[[ DATA SECTION, beginning ]]
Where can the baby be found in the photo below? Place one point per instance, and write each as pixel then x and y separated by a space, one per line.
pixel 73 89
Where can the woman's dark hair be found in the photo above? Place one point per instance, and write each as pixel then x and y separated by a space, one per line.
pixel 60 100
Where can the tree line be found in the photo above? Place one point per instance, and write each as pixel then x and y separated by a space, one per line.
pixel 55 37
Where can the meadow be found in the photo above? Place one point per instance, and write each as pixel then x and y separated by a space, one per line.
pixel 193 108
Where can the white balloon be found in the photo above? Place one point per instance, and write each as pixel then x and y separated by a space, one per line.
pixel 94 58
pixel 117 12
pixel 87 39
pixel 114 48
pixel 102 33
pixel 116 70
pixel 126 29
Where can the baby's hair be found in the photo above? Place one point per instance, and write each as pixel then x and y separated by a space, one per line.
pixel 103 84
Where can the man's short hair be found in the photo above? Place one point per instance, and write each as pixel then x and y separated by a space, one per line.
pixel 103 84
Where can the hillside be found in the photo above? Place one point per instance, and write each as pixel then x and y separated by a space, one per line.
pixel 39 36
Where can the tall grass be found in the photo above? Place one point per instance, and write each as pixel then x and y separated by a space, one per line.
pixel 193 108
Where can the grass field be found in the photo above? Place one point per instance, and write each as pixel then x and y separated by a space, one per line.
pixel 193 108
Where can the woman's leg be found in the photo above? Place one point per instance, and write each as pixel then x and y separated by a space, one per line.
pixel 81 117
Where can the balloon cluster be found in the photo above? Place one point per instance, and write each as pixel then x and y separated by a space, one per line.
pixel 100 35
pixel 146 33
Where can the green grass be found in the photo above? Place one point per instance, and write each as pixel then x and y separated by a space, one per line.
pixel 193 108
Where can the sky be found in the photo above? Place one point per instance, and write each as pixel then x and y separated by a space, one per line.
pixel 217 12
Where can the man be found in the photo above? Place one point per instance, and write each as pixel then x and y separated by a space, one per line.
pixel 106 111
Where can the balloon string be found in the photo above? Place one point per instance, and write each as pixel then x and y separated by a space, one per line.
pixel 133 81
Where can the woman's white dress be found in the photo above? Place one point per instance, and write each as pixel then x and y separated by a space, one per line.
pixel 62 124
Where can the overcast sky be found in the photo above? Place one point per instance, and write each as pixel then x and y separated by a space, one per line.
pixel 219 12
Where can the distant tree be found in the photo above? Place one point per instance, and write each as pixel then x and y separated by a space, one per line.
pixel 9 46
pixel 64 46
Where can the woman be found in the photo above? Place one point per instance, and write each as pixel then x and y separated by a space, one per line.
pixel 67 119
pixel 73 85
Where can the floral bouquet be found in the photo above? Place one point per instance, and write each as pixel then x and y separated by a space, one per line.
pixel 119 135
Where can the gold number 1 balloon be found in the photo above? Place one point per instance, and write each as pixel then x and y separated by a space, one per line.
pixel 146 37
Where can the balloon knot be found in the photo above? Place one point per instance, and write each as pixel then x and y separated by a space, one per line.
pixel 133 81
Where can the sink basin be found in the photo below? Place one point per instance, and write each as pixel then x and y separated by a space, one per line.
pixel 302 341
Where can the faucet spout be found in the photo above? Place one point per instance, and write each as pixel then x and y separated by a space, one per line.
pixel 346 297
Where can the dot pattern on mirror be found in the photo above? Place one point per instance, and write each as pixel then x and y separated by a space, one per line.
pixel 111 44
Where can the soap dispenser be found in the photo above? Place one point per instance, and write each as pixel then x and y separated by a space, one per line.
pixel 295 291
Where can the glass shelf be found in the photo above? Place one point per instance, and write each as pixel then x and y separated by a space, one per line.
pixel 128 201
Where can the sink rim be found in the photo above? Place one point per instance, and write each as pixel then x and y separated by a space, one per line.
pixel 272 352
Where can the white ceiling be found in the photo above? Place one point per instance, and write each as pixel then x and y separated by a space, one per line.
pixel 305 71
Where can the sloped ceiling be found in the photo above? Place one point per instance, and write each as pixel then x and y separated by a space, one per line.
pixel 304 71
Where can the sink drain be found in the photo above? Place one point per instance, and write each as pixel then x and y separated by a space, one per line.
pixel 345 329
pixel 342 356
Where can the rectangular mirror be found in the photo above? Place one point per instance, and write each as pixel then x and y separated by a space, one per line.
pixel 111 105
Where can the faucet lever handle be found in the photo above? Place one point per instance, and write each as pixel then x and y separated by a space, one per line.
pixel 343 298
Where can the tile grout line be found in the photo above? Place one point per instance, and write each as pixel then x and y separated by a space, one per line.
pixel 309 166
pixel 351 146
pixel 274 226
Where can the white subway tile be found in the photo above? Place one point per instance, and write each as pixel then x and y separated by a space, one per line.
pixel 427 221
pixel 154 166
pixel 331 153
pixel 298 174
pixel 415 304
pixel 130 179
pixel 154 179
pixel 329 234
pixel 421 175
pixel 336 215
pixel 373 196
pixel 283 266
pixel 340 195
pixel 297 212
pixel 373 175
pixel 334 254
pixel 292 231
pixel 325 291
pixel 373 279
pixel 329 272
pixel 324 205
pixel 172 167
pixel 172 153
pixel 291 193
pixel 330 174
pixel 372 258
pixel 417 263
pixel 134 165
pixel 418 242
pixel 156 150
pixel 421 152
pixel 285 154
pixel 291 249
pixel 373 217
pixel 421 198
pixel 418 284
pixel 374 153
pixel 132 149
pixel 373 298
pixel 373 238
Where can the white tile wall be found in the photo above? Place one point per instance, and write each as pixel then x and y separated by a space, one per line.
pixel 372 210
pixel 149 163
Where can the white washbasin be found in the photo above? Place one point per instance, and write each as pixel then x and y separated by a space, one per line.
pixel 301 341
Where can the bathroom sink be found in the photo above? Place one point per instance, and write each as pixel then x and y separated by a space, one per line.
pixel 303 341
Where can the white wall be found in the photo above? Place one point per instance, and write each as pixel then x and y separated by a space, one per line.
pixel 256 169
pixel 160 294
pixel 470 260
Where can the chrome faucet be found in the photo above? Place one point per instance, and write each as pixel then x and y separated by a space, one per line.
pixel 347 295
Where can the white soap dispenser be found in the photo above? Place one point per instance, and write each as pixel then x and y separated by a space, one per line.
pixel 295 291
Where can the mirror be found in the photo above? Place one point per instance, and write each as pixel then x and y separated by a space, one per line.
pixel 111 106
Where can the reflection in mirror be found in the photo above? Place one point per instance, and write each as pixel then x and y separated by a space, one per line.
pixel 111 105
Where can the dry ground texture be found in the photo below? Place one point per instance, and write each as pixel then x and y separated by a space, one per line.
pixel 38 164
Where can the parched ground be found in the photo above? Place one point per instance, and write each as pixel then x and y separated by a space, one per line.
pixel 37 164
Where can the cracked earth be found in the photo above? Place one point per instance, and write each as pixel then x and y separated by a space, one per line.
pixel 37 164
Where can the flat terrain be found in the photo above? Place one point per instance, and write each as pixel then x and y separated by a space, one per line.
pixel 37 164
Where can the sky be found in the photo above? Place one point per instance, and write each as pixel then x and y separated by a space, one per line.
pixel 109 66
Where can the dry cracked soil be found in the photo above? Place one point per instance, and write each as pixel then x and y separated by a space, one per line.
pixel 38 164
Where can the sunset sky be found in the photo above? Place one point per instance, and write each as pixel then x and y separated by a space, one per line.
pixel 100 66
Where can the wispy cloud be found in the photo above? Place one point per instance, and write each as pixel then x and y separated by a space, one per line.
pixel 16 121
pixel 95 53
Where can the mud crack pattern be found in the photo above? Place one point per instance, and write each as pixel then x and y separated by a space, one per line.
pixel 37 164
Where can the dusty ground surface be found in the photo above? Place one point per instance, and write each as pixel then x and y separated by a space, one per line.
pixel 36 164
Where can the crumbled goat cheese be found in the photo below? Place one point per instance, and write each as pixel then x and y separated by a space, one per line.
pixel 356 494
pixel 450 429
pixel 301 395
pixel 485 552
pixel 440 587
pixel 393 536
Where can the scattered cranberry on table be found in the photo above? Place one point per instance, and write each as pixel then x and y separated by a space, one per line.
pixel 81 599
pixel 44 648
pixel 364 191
[[ DATA SECTION, end ]]
### BRIEF:
Exactly as written, give again every line from the one containing "Where can the mud" through the last line of the material above, and no other lines.

### OUTPUT FOR THIS TASK:
Where can the mud crack pattern be found in the photo above? Place one point per instance, and write each as pixel then x and y separated by a space, one per line.
pixel 37 164
Where can the dusty ground surface be found in the photo above? Place one point per instance, and write each as pixel then x and y separated by a space, one per line.
pixel 36 164
Where can the crumbled goat cheese be found in the photo below? Place one point per instance, and write each as pixel then x and y separated by a space, one per line.
pixel 356 494
pixel 450 429
pixel 301 395
pixel 485 552
pixel 440 587
pixel 393 536
Where can the scattered cranberry on table be found in the photo above? Place one point per instance, and write each as pixel then x and y separated by a space, one per line.
pixel 81 599
pixel 44 648
pixel 364 191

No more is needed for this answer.